* [Data records]

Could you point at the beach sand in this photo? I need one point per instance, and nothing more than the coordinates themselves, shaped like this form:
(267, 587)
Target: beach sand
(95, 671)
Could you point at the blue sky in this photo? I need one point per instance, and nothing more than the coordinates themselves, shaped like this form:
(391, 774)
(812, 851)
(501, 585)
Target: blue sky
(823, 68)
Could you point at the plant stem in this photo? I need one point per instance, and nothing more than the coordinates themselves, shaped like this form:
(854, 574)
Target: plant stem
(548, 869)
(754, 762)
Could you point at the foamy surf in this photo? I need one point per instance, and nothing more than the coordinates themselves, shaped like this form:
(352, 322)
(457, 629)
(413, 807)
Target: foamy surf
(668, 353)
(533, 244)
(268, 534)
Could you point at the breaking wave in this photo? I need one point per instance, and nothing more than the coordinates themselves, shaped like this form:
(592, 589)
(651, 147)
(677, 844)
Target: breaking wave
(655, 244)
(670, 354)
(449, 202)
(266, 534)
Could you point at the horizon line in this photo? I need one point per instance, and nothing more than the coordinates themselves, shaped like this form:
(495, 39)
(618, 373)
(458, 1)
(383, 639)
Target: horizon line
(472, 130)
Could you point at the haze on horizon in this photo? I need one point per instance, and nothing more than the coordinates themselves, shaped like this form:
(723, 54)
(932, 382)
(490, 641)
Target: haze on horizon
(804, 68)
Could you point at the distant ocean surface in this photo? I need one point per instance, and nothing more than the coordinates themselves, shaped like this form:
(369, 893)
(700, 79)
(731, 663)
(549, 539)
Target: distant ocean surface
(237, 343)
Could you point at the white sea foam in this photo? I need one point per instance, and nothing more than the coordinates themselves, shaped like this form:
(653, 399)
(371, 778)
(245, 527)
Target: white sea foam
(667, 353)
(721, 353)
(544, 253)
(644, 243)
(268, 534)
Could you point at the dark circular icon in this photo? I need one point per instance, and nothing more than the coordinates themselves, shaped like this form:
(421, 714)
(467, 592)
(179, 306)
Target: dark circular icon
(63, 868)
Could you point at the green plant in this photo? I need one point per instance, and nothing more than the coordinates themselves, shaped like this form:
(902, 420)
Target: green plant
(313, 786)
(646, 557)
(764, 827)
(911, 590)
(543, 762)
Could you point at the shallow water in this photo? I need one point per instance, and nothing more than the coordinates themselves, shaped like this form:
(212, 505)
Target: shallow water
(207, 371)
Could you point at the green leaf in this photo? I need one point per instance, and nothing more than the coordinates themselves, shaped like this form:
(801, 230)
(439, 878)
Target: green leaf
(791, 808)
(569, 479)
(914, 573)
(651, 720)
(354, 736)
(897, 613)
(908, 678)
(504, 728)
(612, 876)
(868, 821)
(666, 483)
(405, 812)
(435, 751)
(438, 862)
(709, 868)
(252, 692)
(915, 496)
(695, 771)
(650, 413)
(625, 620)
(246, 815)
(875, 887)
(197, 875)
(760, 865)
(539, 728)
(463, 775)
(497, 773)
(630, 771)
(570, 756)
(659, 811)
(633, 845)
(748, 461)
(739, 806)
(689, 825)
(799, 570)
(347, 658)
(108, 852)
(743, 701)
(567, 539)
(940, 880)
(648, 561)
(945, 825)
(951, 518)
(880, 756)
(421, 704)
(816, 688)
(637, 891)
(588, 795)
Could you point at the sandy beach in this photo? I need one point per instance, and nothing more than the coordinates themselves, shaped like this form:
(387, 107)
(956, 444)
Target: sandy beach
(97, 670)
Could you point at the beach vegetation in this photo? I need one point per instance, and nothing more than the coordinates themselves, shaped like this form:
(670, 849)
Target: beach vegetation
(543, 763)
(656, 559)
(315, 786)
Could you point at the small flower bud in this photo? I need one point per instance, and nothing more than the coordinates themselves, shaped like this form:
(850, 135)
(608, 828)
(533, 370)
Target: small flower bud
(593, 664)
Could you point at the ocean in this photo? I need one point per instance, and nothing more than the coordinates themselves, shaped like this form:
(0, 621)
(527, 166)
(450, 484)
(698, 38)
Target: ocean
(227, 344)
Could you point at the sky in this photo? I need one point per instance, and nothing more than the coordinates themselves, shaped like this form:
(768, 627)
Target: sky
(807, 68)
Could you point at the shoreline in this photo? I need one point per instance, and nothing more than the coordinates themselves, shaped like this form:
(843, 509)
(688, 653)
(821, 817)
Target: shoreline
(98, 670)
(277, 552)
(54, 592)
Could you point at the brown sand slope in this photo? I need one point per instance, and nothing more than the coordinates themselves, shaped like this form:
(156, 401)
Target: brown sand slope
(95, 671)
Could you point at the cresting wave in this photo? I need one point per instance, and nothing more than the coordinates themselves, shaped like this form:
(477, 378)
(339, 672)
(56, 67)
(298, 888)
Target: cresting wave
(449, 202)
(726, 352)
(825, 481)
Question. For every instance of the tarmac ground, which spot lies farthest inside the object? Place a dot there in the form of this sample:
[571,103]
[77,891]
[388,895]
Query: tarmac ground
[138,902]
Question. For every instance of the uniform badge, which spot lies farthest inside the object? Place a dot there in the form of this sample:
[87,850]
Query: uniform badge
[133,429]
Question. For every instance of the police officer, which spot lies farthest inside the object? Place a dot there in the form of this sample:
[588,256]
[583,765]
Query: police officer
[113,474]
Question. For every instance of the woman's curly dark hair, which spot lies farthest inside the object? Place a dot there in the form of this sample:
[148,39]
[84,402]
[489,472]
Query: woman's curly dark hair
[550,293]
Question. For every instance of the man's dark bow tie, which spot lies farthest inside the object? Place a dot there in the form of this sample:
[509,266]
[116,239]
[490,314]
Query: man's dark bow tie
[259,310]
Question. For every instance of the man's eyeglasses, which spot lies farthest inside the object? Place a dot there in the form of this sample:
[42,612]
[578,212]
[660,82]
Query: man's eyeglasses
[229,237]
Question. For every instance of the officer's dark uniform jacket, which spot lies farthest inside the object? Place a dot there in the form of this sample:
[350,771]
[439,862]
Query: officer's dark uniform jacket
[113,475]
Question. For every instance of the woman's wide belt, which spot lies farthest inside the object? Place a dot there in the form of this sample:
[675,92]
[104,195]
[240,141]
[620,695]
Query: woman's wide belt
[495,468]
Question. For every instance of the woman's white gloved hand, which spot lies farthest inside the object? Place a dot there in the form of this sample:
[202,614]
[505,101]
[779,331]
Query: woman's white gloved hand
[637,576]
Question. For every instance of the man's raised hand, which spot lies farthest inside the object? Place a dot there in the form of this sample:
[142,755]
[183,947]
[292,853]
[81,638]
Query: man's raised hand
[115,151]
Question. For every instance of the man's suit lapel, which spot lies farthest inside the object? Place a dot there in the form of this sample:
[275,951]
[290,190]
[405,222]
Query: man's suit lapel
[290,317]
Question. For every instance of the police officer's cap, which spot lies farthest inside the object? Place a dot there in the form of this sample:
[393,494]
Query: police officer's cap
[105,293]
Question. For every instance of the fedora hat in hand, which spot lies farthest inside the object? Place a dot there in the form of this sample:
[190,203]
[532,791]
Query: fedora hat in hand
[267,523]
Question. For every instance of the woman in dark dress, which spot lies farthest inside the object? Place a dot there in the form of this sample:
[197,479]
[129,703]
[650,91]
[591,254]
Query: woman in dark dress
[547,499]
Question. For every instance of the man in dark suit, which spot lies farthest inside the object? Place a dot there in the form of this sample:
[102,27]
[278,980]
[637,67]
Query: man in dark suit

* [PROBLEM TO SOLVE]
Set down the records above once more, exactly as they stand.

* [REPLY]
Could you point at the beach sand in this photo? I need one point per instance, and nothing more than the coordinates themselves, shaped like this form:
(267, 587)
Target: beach sand
(95, 671)
Could you point at the blue sky in this photo? I need one point per instance, and nothing more than the coordinates themselves, shaped like this form:
(391, 774)
(812, 851)
(501, 585)
Target: blue sky
(823, 68)
Could you point at the plant stem in this photo? I need one point per instance, and nothing more than the coordinates themselves, shaped like this form:
(854, 574)
Target: plant stem
(548, 869)
(754, 762)
Could you point at the foamy surf in this photo? I need one point per instance, and nothing more than the coordinates themselves, shaped like this form:
(352, 322)
(457, 629)
(413, 807)
Target: foamy surf
(668, 353)
(533, 244)
(268, 534)
Could you point at the breaking wave in this photo? I need one point per instance, and nothing more than the coordinates themselves, shaped like this form:
(592, 589)
(651, 147)
(677, 844)
Target: breaking wave
(655, 244)
(670, 354)
(449, 202)
(266, 534)
Could you point at the horizon line in this photo? I need one point per instance, and nothing more than the coordinates themselves, shaped like this form:
(495, 39)
(618, 373)
(458, 1)
(383, 639)
Target: horizon line
(472, 130)
Could you point at the haze on horizon in this photo? I need one point per instance, and nothing more than the coordinates themselves, shaped like this form:
(723, 54)
(932, 382)
(490, 641)
Target: haze on horizon
(804, 68)
Could you point at the distant ocean surface in this photo? I need one point per instance, and nothing more than the coordinates themselves, shaped like this form:
(369, 893)
(700, 79)
(731, 663)
(549, 539)
Target: distant ocean surface
(237, 343)
Could you point at the white sea foam in this photo? I need one point per instance, and nothing more than the coordinates themselves, shaped like this form:
(653, 399)
(371, 778)
(245, 527)
Target: white sea foam
(667, 353)
(721, 353)
(544, 253)
(644, 243)
(268, 534)
Could you point at the dark circular icon in this photo? I need one point per instance, and nothing more than the coordinates themselves, shaped like this form:
(421, 714)
(467, 592)
(179, 306)
Target: dark circular icon
(63, 868)
Could you point at the green plant in this photo? I need one point per instance, and nothing more than the coordinates themselves, shaped like this form:
(902, 420)
Target: green plant
(313, 786)
(646, 557)
(764, 827)
(911, 590)
(543, 762)
Could you point at the shallow water in this photo? I need one point per instance, and nothing more than the coordinates themselves, shaped like this form:
(212, 505)
Target: shallow water
(207, 371)
Could you point at the green leaf in this photo? I need one point per instance, and nothing more than the coordinates themselves, shaped like this form:
(801, 230)
(439, 878)
Target: green leaf
(791, 808)
(569, 479)
(914, 573)
(651, 720)
(354, 736)
(897, 613)
(908, 678)
(504, 728)
(612, 876)
(868, 821)
(666, 483)
(405, 812)
(435, 751)
(438, 862)
(709, 868)
(252, 692)
(915, 496)
(695, 771)
(650, 413)
(625, 620)
(246, 815)
(875, 887)
(197, 875)
(760, 865)
(539, 728)
(463, 775)
(497, 773)
(630, 771)
(570, 756)
(659, 811)
(633, 845)
(748, 461)
(739, 806)
(689, 825)
(799, 570)
(347, 658)
(108, 852)
(743, 701)
(567, 539)
(940, 880)
(648, 561)
(945, 825)
(951, 518)
(880, 756)
(421, 704)
(816, 688)
(637, 891)
(588, 795)
Could you point at the sandy beach in this photo? I need one point per instance, and nothing more than the coordinates themselves, shaped like this form:
(387, 107)
(956, 444)
Target: sandy beach
(97, 670)
Could you point at the beach vegetation in this photo? I need one point per instance, and nothing more than the coordinates themselves, shaped like this form:
(670, 849)
Target: beach vegetation
(543, 763)
(656, 559)
(315, 786)
Could you point at the small flower bud in this photo? I need one point per instance, and nothing more than the coordinates themselves, shaped like this form:
(850, 135)
(608, 828)
(533, 370)
Target: small flower bud
(593, 664)
Could you point at the ocean in this photo? I need one point per instance, and nothing more than the coordinates themselves, shaped like this form:
(0, 621)
(527, 166)
(450, 484)
(698, 38)
Target: ocean
(227, 344)
Could you point at the sky in this photo? I need one point per instance, and nothing more than the coordinates themselves, shaped like this form:
(768, 627)
Target: sky
(807, 68)
Could you point at the shoreline in this photo? I need one point per instance, and nothing more than the coordinates themselves, shaped like this form:
(843, 509)
(688, 653)
(821, 817)
Target: shoreline
(98, 670)
(277, 552)
(54, 592)
Could you point at the brown sand slope in this photo? I need one point per instance, and nothing more than the coordinates themselves, shaped like this form:
(156, 401)
Target: brown sand slope
(95, 671)
Could you point at the cresting wave in this photo? I need one point per instance, and nothing more than the coordinates themselves, shaped like this form:
(477, 378)
(339, 672)
(56, 67)
(298, 888)
Target: cresting wave
(449, 202)
(726, 352)
(825, 481)
Question. For every instance of the tarmac ground, which spot lies farthest inside the object? Place a dot there in the form of this sample:
[571,103]
[77,891]
[388,895]
Query: tarmac ground
[138,902]
Question. For every instance of the uniform badge, which spot lies farthest inside the object? Place a dot there in the form of this sample:
[87,850]
Query: uniform badge
[133,429]
Question. For every instance of the police officer, which spot lies farthest inside the object? Place a dot there in the form of this sample:
[588,256]
[583,765]
Query: police officer
[113,474]
Question. For every instance of the woman's curly dark hair, which spot lies farthest inside the object? Place a dot there in the form of this sample:
[148,39]
[84,402]
[489,472]
Query: woman's curly dark hair
[550,293]
Question. For every instance of the man's dark bow tie, which spot lies farthest inside the object? Place a dot there in the form of this sample:
[509,266]
[116,239]
[490,314]
Query: man's dark bow tie
[259,310]
Question. For every instance of the man's eyeglasses, which spot lies farthest inside the object? Place a dot there in the form of this sample:
[42,612]
[578,212]
[660,82]
Query: man's eyeglasses
[229,237]
Question. For every instance of the officer's dark uniform jacket, which spot lies farthest inside the object? Place a dot there in the form of this sample:
[350,771]
[439,862]
Query: officer's dark uniform jacket
[113,475]
Question. For every instance of the woman's wide belt, which spot lies farthest inside the object? Place a dot there in the form of this sample:
[675,92]
[104,195]
[240,141]
[620,695]
Query: woman's wide belt
[495,468]
Question. For every instance of the woman's white gloved hand, which spot lies farthest inside the object? Place a dot there in the form of this sample:
[202,614]
[505,101]
[779,331]
Query: woman's white gloved hand
[637,576]
Question. For every instance of the man's raised hand, which spot lies farthest inside the object? Place a dot there in the form of this sample:
[142,755]
[183,947]
[292,853]
[81,638]
Query: man's raised hand
[115,151]
Question. For every instance of the man's suit lapel, which spot lies farthest inside the object? Place a dot there in the form of this sample:
[275,951]
[290,190]
[405,222]
Query: man's suit lapel
[290,317]
Question. For every instance of the police officer's cap, which spot lies farthest inside the object? Place a dot there in the form of this sample:
[393,494]
Query: police officer's cap
[105,293]
Question. For every instance of the fedora hat in hand, which spot lies farthest inside the object? Place a dot there in the form of this sample:
[190,203]
[532,791]
Query: fedora hat in hand
[267,523]
Question. For every instance of the woman in dark dress, which spot lies farthest inside the object? Place a dot there in the form of this sample:
[197,479]
[129,703]
[650,91]
[591,254]
Query: woman in dark dress
[547,499]
Question. For every instance of the man in dark suit, which spot lies farthest inside the object? Place a dot there in the form of this sample:
[102,27]
[278,980]
[637,67]
Query: man in dark suit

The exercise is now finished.